■ Set exercise ■
Starting at the line containing "skid steer loader." and ending at the close of the material, can you reproduce those lines with "green grass" swapped for "meadow grass" and nothing else changed?

Records from a collection
....
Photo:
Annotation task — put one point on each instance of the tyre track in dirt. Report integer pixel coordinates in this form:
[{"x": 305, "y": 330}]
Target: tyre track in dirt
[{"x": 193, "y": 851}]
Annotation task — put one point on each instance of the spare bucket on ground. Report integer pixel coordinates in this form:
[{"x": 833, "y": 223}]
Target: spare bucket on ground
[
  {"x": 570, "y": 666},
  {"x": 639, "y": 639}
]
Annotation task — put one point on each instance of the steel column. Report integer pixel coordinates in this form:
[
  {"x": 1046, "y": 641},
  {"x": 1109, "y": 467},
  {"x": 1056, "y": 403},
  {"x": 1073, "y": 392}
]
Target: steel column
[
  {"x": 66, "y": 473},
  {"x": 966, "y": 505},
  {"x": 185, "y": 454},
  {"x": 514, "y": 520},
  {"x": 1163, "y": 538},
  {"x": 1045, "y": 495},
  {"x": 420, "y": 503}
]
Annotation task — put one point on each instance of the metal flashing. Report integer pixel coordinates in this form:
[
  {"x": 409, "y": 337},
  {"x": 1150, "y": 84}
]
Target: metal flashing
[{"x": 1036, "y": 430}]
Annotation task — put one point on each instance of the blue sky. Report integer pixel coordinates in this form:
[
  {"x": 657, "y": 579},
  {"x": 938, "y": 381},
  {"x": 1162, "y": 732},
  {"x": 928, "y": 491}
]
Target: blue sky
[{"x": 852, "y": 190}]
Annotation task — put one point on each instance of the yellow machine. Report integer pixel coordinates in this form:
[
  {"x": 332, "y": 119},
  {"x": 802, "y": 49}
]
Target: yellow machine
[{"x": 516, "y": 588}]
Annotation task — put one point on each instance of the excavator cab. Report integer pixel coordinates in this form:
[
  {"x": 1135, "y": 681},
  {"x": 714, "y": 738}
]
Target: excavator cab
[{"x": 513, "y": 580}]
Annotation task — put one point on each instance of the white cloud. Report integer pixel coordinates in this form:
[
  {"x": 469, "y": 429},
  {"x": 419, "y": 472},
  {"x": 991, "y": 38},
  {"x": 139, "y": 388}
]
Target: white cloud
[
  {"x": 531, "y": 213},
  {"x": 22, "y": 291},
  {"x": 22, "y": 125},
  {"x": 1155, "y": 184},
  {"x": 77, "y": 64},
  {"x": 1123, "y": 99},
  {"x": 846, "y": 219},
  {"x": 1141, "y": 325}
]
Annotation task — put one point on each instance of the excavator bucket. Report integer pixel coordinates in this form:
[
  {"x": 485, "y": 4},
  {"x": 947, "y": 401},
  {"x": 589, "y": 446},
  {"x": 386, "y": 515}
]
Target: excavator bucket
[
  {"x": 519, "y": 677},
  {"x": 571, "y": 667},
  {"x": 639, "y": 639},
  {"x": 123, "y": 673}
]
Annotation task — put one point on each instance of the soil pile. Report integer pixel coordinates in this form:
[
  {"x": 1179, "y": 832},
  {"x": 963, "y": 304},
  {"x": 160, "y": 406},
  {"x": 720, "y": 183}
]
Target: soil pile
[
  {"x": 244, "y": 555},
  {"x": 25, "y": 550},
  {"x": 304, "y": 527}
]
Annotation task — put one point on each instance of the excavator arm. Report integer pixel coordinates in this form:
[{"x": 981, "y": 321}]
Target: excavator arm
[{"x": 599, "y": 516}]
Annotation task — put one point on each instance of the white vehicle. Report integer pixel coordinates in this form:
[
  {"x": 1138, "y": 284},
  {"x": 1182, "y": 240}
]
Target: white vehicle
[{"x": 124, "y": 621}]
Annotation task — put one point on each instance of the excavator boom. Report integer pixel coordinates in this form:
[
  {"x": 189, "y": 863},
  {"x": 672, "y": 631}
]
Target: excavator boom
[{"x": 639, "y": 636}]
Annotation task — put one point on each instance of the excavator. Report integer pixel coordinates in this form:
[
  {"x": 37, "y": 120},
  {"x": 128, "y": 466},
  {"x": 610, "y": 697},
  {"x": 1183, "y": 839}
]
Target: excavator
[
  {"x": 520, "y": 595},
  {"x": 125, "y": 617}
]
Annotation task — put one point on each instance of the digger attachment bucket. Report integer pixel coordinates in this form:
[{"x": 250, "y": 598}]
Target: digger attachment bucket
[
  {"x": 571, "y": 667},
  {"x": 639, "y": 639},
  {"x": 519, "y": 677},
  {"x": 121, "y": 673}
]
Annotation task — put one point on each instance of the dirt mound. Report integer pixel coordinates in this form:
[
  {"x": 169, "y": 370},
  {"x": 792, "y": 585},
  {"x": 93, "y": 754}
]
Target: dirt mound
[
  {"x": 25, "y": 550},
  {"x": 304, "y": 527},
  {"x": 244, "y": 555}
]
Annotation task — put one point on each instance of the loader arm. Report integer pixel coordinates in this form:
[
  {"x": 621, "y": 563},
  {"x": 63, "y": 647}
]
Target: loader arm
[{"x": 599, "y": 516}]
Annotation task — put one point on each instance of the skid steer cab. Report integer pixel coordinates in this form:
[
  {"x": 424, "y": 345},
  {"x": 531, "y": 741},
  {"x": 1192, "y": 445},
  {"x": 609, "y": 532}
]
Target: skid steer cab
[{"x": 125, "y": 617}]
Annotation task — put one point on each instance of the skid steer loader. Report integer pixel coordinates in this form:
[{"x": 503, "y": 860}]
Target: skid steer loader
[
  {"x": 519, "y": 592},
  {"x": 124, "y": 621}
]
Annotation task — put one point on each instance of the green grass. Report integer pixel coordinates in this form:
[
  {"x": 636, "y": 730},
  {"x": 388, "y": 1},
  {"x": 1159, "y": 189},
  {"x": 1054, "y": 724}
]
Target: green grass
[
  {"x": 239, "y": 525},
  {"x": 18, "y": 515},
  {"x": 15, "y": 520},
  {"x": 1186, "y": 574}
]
....
■ Written response ■
Annotation task — put one point on each instance of the skid steer loader. Report integer pixel coordinates in this form:
[{"x": 503, "y": 860}]
Target: skid steer loader
[
  {"x": 519, "y": 592},
  {"x": 124, "y": 621}
]
Annotation task — put one point on each instance of the meadow grass. Report integer pixel coordinates in this form:
[
  {"x": 636, "y": 730},
  {"x": 388, "y": 1},
  {"x": 1159, "y": 189},
  {"x": 1054, "y": 724}
]
Target: meadow grass
[
  {"x": 239, "y": 525},
  {"x": 18, "y": 515},
  {"x": 15, "y": 520},
  {"x": 1186, "y": 574}
]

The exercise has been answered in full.